(Records provided begins)
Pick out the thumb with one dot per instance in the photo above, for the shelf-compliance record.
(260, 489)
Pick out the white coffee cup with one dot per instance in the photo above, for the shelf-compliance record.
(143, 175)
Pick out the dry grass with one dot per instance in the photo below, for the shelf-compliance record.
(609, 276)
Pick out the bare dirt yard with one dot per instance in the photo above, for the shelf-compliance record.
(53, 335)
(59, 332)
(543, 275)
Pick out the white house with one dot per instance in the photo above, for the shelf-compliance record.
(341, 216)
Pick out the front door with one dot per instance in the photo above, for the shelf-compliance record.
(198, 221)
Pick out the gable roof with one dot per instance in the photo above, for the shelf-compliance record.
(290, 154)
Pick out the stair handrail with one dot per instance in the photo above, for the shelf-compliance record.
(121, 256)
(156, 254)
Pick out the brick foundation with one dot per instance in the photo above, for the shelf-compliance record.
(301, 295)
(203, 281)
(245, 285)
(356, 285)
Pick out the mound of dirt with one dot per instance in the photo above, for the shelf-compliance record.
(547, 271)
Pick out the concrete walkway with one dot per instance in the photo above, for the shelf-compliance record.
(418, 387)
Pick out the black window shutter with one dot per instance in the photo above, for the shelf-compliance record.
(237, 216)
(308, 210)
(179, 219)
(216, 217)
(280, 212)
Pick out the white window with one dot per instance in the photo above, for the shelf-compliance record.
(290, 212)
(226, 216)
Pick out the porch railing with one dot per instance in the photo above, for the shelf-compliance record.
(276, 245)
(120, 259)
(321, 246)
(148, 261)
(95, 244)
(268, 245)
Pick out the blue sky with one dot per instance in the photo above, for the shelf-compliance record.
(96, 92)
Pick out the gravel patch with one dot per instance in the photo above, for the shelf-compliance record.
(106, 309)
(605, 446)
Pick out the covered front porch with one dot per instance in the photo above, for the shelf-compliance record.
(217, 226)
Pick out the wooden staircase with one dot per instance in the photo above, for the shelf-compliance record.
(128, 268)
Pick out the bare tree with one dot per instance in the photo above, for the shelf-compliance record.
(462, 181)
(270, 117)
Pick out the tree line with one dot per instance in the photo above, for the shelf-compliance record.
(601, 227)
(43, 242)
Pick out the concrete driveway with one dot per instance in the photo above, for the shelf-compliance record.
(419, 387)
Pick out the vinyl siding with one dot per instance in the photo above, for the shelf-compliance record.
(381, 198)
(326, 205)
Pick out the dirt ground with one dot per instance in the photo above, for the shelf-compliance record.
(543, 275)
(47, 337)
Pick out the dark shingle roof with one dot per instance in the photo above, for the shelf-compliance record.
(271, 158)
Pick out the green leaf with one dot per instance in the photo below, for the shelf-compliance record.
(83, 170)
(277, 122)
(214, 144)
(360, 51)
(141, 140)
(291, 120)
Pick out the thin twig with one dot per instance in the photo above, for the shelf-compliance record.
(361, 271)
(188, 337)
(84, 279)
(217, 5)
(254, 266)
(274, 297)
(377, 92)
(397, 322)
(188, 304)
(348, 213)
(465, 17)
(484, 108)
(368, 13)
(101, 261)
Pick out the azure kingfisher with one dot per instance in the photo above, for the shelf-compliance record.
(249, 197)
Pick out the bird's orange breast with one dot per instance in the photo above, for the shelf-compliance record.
(Records provided ends)
**Your objective**
Print the records above exactly. Omit nothing.

**Answer area**
Pick out the thumb with one dot per instance in the photo above, for the shelf-compliance record.
(260, 489)
Pick out the white coffee cup with one dot per instance in the photo above, for the shelf-compliance record.
(143, 175)
Pick out the dry grass with one dot per instance in the photo below, for the shelf-compliance record.
(609, 276)
Pick out the bare dirt yard with one dot per instance in the photo above, for the shelf-compliance record.
(53, 335)
(59, 332)
(543, 275)
Pick out the white house with one dot per instance in the photo above, for the shelf-compliance record.
(341, 216)
Pick out the front door with one dot per instance in the photo above, for the shelf-compliance record.
(198, 221)
Pick out the gable roof with one dot per instance in the photo above, for the shelf-compliance record.
(290, 154)
Pick out the stair handrail with one dot per instance in the photo above, for the shelf-compliance record.
(121, 256)
(156, 254)
Pick out the brick foundation with one dot per instance in the photo above, for the shelf-compliance record.
(301, 295)
(203, 281)
(245, 285)
(356, 285)
Pick out the mound of dirt with one dot per instance in the photo above, for the shelf-compliance record.
(547, 271)
Pick out the concrete walkway with one dot per instance in the photo above, for the shelf-compliance record.
(418, 387)
Pick out the black window shutter with one dot per instance in the photo above, for the shelf-compliance record.
(237, 216)
(308, 210)
(179, 219)
(216, 217)
(280, 212)
Pick out the white window with one dot per instance in the photo above, for the shelf-compliance record.
(290, 212)
(226, 216)
Pick out the porch railing with one dot per instance in the photo above, for the shelf-compliance record.
(276, 245)
(120, 259)
(321, 246)
(148, 261)
(95, 244)
(268, 245)
Pick out the blue sky with one dot per instance in the photo above, for the shelf-compliance record.
(96, 92)
Pick out the gravel patch with one dot per instance in the photo above, for the shelf-compliance record.
(106, 309)
(605, 446)
Pick out the covered front porch with one dot per instance in the photo above, for the shelf-compliance record.
(217, 226)
Pick out the wooden staircase with one dot per instance in the photo above, for the shelf-compliance record.
(128, 268)
Pick out the bare tree with one dot per instance in the photo above, for the shelf-compliance record.
(462, 181)
(270, 117)
Pick out the tree line with one dot per instance in the photo above, for the shelf-compliance record.
(601, 227)
(43, 242)
Pick out the concrete driveway with one dot per instance in the photo above, for the shelf-compliance record.
(419, 387)
Pick out the vinyl siding with one dot per instance in the photo above, for the shelf-compliance record.
(381, 198)
(326, 205)
Pick out the dirt ground with one dot per instance in the photo above, for the shelf-compliance record.
(543, 275)
(47, 337)
Pick out the dark shingle roof with one dot per instance in the photo above, for the shelf-compliance record.
(271, 158)
Pick out the green leaf with one dot per instance in the photo below, for the shelf-compliance record.
(83, 170)
(277, 122)
(214, 144)
(360, 51)
(141, 140)
(291, 120)
Pick out the thin twig with one dot per instance in the photo above, for the shelf-compliance record.
(361, 271)
(188, 337)
(84, 279)
(217, 5)
(254, 266)
(274, 297)
(377, 92)
(397, 322)
(188, 304)
(348, 213)
(465, 17)
(484, 108)
(368, 13)
(101, 261)
Pick out the azure kingfisher with one dot per instance in the photo above, for the shelf-compliance record.
(249, 197)
Pick out the bird's orange breast with one dot per instance in the photo above, for the shelf-compliance record.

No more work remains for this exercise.